* [Document text]
───
A toxic work environment can cause PTSD. Period. When psychologists first became aware of the set of symptoms that they later described as Post-Traumatic Stress Disorder (PTSD), they assigned it to individuals that had been through extreme trauma, such as soldiers coming home from the warzone, or victims of crime. The more traumatic, the more likely the individual will start feeling these set of symptoms.
This continues to be true today, as many people who go through these traumatic situations tend to later on experience symptoms related to PTSD. However, in the last few years, psychologists began to see that it is not necessary to have experienced great trauma in order to experience PTSD. In fact, there are people that are subjected to heightened states of stress and hyper-awareness on a daily basis, and they too experience many of the symptoms that victims of crime had experienced. Psychologists began to notice that people who had been subjected to bullying can develop PTSD too.
You may be aware of the stories where the bullied individual takes his/her life. Imagine the amount of stress that that person may have been under. But bullying is not confined to certain places or certain age groups. Bullying can happen anywhere and at any age, and if it is happening to you, you shouldn’t feel ashamed. You should know that there is help and it all starts with recognizing the situation and understanding it so that you can take the steps to leave that situation behind.
Many people who experience a toxic work environment, often because of a bully boss wonder why they get sick so often. The answer is quite simple. You may have heard of the “fight or flee” reaction. It typically means that when your body is under stress, it tends to react to protect you from danger. Your body does not know the difference between being attacked by a lion and being reprimanded for the tenth time by your bully boss. Your body thinks it’s under attack and needs to protect your life.
When your body is constantly under stress, and you feel like you are inside a pressure cooker, your body goes into survival mode and wants to either fight the danger or flee it. But as you sit in your cubicle, or in your home office, or wherever your place of work happens to be, you realize that you can do neither and your body continues to produce stress hormones.
───
[Items from a data source]
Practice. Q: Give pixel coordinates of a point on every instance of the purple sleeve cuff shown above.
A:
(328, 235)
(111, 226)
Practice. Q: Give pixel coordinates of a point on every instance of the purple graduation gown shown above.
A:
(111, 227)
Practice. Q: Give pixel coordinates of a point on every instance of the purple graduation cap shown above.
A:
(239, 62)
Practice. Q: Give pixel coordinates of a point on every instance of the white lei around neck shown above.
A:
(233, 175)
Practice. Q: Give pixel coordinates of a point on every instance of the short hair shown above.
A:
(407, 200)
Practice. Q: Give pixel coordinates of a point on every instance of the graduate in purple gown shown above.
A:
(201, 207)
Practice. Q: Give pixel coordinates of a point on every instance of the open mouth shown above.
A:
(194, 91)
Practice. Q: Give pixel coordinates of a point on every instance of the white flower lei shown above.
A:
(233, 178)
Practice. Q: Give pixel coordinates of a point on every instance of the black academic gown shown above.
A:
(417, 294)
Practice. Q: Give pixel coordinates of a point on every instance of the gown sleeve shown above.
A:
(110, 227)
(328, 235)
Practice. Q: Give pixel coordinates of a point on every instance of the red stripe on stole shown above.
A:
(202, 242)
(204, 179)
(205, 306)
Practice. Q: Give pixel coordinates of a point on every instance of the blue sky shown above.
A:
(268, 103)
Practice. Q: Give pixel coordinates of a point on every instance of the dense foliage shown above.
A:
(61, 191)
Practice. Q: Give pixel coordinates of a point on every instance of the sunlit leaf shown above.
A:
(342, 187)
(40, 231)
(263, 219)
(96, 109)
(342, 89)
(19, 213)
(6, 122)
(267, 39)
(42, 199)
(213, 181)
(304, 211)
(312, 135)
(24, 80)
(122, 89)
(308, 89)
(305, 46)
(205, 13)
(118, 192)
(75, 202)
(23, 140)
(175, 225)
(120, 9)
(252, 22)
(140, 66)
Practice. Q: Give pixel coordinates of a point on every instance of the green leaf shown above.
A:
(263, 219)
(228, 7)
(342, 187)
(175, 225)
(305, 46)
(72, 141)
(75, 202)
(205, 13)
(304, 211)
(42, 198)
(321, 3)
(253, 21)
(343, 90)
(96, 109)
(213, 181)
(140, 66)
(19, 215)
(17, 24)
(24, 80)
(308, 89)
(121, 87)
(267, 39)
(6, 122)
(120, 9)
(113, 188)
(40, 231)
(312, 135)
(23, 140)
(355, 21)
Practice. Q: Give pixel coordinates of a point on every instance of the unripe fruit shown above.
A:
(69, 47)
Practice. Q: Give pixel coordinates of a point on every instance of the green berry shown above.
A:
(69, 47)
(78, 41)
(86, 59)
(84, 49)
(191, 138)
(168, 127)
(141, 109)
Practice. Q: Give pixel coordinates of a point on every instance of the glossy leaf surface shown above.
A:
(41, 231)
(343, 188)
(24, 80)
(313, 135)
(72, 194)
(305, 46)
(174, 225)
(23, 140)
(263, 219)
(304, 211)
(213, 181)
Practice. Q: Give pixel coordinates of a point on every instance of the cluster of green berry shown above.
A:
───
* [Prompt]
Extract the text on workplace bullying and PTSD word for word, in full. The items have nothing to do with what comes next.

* [Solution]
A toxic work environment can cause PTSD. Period. When psychologists first became aware of the set of symptoms that they later described as Post-Traumatic Stress Disorder (PTSD), they assigned it to individuals that had been through extreme trauma, such as soldiers coming home from the warzone, or victims of crime. The more traumatic, the more likely the individual will start feeling these set of symptoms.
This continues to be true today, as many people who go through these traumatic situations tend to later on experience symptoms related to PTSD. However, in the last few years, psychologists began to see that it is not necessary to have experienced great trauma in order to experience PTSD. In fact, there are people that are subjected to heightened states of stress and hyper-awareness on a daily basis, and they too experience many of the symptoms that victims of crime had experienced. Psychologists began to notice that people who had been subjected to bullying can develop PTSD too.
You may be aware of the stories where the bullied individual takes his/her life. Imagine the amount of stress that that person may have been under. But bullying is not confined to certain places or certain age groups. Bullying can happen anywhere and at any age, and if it is happening to you, you shouldn’t feel ashamed. You should know that there is help and it all starts with recognizing the situation and understanding it so that you can take the steps to leave that situation behind.
Many people who experience a toxic work environment, often because of a bully boss wonder why they get sick so often. The answer is quite simple. You may have heard of the “fight or flee” reaction. It typically means that when your body is under stress, it tends to react to protect you from danger. Your body does not know the difference between being attacked by a lion and being reprimanded for the tenth time by your bully boss. Your body thinks it’s under attack and needs to protect your life.
When your body is constantly under stress, and you feel like you are inside a pressure cooker, your body goes into survival mode and wants to either fight the danger or flee it. But as you sit in your cubicle, or in your home office, or wherever your place of work happens to be, you realize that you can do neither and your body continues to produce stress hormones.